- Opening Delimiter -
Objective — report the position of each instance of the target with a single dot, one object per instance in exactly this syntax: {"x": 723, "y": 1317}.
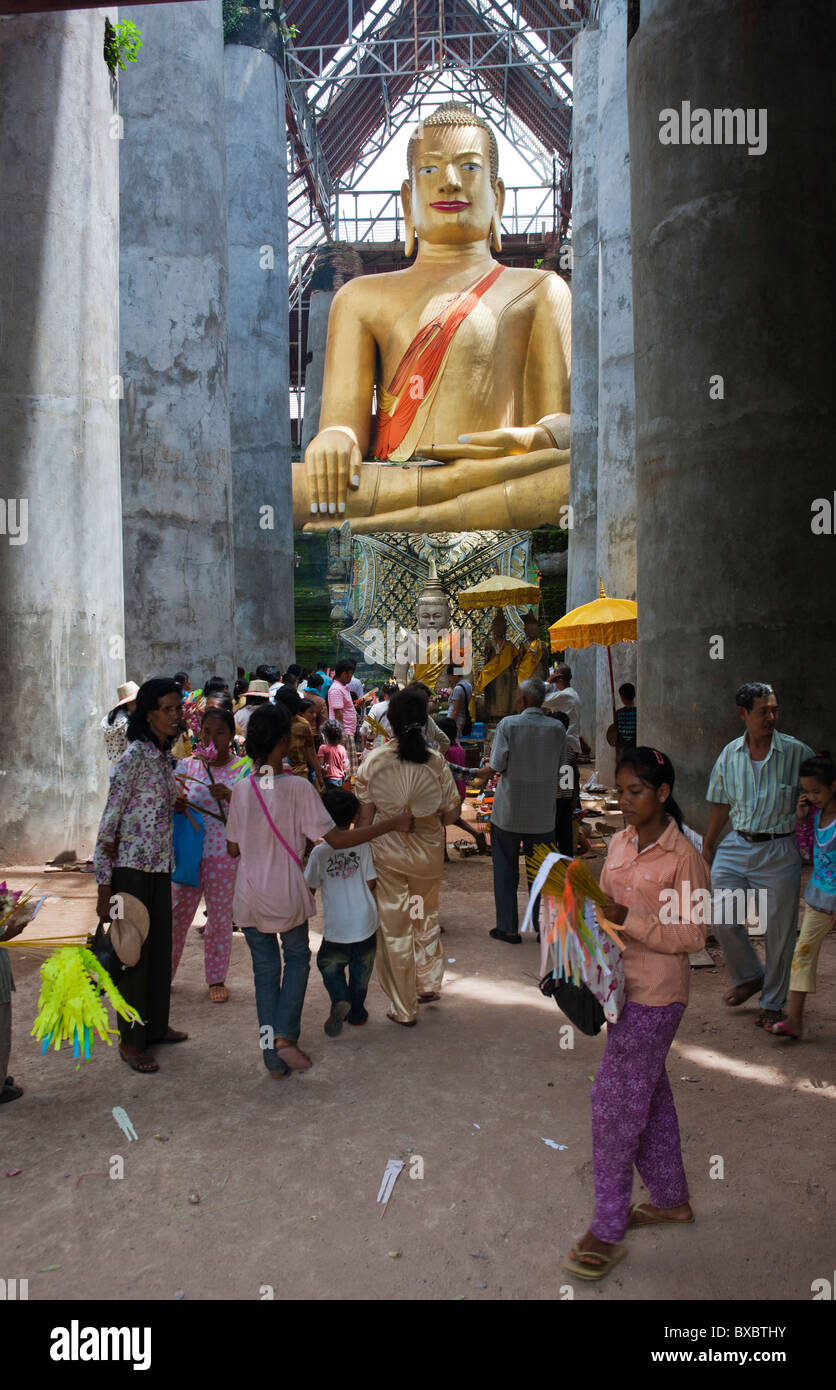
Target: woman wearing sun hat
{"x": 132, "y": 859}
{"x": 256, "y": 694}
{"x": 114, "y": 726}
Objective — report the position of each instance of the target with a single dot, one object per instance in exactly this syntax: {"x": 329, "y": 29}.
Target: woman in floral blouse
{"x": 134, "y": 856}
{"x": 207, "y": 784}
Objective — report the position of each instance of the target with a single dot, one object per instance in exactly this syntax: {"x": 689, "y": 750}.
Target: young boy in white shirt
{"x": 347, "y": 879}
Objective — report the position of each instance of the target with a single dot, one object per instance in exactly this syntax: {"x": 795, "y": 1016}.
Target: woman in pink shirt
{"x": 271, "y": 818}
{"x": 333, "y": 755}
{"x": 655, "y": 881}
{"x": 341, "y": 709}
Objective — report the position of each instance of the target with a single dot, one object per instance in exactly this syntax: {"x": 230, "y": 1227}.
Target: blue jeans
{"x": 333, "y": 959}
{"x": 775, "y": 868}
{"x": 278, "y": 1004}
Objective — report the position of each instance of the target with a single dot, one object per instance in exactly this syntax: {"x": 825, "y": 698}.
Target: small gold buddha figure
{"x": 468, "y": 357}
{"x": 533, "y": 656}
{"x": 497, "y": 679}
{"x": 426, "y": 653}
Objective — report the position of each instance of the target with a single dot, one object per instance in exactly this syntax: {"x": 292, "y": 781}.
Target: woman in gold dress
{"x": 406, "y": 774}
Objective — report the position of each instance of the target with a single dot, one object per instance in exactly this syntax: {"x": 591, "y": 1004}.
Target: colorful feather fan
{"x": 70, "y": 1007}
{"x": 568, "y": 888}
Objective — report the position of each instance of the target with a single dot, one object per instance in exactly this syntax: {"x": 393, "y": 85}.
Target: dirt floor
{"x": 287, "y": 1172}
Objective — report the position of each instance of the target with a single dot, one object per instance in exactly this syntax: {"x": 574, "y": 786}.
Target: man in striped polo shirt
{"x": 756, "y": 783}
- Closing Delimiter -
Exercise details:
Go through the material above and copy each line that holds the string "with".

Exercise output:
Objective — report the position of each instance of the target with a single dot, one object per instance in exactly this syntax: {"x": 723, "y": 1317}.
Objective — report the position of each instance of the target with a single dot, one object per instance in exactly this syntax: {"x": 329, "y": 29}.
Objective — report the position of each instance of the target with a single dot, one object per instance in exactly this syntax: {"x": 689, "y": 750}.
Objective — report the position of each instance of the target with a single dot, one object per instance in exactly this syntax: {"x": 795, "y": 1016}.
Objective — report the position of each instance of the target with a single dot, one object per instance in exactly this syntax: {"x": 230, "y": 1227}.
Objective — report the position of each instance of the target with a single dot, one object per instance in exactly this syntax: {"x": 825, "y": 698}.
Objective — report the position of each instance of the target with a single dot, one object per instance in exactly this syntax: {"x": 292, "y": 781}.
Objective — report the position of each instance of the target with a single dot, one object per instance in exactly this syntax: {"x": 591, "y": 1004}.
Objective — report the position of each instance of the target with a single dot, one object per instance in exactly this syntax: {"x": 393, "y": 85}.
Objective — report the position of each instance of the target with a single dot, one object per instance in exactly this syntax: {"x": 574, "y": 786}.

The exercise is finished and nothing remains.